In some of his writings, Don Orione used different images to describe his concept of work.
Sometimes he explained these images, but not always. But images are more meaningful than academic definitions, because an image opens up an idea, while a definition makes a closure.
In this article, I will try to analyze some of the metaphors used by Don Orione such as ants, a donkey, a straccio (rag), porters and labor, as well as some examples he mentioned of the Orionine sense of work, and of religious who embodied the Founder’s ideals by bearing witness.
The Founder usually used this image of ants with reference to the Sisters and their way of working; for example, in the famous “begging letter for vocations”, he wrote:
“But that is not all, as I also have the Sisters. Divine Providence is at play, placing and developing in my hands in recent years a new Congregation of Sisters, called the Missionaries of Charity (…) I do not know how many of them there are, but I do know that in general they may very well be compared to ants; they give of themselves so totally, growing and multiplying like ants. However, there are never enough of them to meet our needs because there is such a constant demand for them”. 
In a letter addressed to a Sister Superior, he even said that the Sisters are more diligent than male religious: “I have always said that you are like ants and get things done more quickly than we do.” 
While he told his religious that it is necessary to work for vocations, we are not to become discouraged: “If we fail in our attempt, we will start all over again a second, third, fourth, tenth or hundredth time: never let us get discouraged, always returning to the attack, like ants.”
To understand his thoughts, let us reflect on the cultural image of the ant: “In many cultures, including the Jewish, the ant is a symbol of diligence, constancy, efficiency, intelligence and planning for the future, as well as representing the very antithesis of lazy.”
We also find this idea in the well-known fable “The Ant and the Grasshopper”, attributed to Aesop, which compares their conduct: the ant works while the grasshopper is idle. As the Book of Proverbs says: “Go to the ant, O sluggard, study her ways and learn wisdom; for though she has no chief, no commander or ruler, she procures her food in the summer, stores up her provisions in the harvest.” (6:6-8)

DATASET EXCERPTS:
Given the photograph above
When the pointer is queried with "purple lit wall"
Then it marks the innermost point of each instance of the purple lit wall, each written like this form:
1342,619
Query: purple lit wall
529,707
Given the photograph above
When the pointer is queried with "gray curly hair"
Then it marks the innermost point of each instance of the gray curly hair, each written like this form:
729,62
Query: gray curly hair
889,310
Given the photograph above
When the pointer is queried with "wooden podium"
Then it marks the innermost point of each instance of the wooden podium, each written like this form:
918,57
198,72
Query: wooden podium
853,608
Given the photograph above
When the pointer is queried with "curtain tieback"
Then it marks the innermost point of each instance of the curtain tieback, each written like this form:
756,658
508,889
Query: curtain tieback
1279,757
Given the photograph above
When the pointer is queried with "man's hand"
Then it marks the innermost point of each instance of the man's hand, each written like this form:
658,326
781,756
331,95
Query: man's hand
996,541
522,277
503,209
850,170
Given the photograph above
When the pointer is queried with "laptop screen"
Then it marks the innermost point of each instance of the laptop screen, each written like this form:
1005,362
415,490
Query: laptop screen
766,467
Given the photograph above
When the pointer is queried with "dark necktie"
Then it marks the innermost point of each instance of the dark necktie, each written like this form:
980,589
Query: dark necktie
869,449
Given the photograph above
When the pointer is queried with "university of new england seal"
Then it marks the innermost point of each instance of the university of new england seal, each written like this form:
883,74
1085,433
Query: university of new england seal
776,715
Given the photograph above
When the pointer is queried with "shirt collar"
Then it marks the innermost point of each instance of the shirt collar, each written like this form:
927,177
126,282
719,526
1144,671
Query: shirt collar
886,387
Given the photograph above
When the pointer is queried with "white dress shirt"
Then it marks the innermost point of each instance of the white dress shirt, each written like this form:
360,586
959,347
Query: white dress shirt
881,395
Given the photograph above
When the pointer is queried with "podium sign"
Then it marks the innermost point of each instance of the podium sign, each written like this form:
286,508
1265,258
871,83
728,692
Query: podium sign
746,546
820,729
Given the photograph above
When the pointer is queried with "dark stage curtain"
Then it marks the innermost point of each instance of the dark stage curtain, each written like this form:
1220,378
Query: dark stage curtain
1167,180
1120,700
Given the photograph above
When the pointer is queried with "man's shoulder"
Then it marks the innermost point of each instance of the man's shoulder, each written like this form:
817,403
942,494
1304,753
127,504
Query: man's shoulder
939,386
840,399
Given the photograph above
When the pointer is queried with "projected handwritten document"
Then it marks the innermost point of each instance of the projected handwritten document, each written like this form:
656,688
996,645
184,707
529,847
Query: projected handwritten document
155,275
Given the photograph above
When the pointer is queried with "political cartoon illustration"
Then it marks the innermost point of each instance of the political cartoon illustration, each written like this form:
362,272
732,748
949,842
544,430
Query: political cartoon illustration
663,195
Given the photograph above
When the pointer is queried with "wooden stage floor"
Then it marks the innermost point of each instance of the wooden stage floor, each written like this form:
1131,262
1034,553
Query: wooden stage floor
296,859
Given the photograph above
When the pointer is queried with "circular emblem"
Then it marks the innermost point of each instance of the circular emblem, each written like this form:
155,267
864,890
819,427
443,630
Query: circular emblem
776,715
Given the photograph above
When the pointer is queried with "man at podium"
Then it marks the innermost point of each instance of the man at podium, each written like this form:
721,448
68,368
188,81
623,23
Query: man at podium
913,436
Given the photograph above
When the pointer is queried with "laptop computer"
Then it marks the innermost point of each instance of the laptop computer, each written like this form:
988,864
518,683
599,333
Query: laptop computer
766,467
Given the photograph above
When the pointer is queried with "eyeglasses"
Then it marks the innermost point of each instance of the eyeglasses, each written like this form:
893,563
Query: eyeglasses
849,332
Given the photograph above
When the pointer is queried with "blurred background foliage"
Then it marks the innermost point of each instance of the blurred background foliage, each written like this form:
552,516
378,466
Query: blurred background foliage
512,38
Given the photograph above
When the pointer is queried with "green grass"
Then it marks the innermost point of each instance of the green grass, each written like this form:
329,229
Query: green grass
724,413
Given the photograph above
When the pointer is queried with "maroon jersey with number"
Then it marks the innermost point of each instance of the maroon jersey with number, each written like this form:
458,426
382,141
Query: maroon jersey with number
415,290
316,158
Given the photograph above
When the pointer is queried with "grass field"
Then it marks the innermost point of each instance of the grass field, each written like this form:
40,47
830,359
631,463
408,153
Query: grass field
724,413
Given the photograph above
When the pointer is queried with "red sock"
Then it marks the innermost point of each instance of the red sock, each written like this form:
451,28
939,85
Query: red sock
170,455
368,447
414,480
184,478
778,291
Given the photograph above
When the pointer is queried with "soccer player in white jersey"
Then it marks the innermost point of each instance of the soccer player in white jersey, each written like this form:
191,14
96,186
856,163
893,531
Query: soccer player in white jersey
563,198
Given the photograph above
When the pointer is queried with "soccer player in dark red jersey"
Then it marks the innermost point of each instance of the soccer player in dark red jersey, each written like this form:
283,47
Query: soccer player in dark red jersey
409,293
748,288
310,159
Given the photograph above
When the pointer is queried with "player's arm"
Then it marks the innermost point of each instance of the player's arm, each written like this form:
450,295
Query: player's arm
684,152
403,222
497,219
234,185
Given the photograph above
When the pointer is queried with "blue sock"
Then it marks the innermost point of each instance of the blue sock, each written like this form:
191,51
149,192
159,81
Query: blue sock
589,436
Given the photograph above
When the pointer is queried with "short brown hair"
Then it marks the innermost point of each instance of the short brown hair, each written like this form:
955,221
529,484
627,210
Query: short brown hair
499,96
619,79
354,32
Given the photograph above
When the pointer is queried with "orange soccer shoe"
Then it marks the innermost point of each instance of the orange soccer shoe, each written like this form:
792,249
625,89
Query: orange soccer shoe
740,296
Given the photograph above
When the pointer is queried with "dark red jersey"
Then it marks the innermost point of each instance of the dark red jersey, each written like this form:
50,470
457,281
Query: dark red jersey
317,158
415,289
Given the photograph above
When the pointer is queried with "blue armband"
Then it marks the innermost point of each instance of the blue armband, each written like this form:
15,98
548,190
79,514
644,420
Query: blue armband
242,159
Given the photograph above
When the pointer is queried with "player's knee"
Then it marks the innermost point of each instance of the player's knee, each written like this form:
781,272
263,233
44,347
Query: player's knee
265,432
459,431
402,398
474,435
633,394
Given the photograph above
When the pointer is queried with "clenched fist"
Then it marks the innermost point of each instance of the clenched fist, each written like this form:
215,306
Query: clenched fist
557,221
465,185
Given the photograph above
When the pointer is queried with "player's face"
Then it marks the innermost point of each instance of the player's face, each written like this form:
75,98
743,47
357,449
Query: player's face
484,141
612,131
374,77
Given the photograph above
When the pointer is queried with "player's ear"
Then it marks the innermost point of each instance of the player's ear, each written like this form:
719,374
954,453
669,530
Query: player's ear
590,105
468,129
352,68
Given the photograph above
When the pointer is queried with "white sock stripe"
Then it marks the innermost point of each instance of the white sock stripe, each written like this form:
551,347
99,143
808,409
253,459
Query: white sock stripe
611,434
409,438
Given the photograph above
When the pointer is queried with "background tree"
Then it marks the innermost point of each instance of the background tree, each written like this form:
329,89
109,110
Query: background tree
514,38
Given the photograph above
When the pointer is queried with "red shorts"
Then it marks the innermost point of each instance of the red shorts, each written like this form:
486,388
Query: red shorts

EXERCISE INSTRUCTIONS:
1 – In the article on Don Orione's images of work, what is the name of the new Congregation of Sisters that he mentions in his begging letter for vocations?
2 – Pick up the article on Don Orione's images of work at its last sentence and continue it.

RESULTS OF THE EXERCISE:
1 – The Missionaries of Charity.

2 –
Knowing the cultural background of the ant, it is easy to see that Don Orione wanted his Sisters to be diligent and very hard workers, to have a sense of community and to maintain a spirit of their own nothingness.
The Little Donkey of Divine Providence
The Founder applied the image of the donkey, a pack animal, to himself as well as to his children.
During his first meeting with Don Orione, young Ignazio Silone, the famous Italian writer, heard from the Founder’s own mouth: “My vocation in life – and now I'm letting you into a great secret! – is to learn how to live like one of God's little donkeys, a real little donkey of Divine Providence!”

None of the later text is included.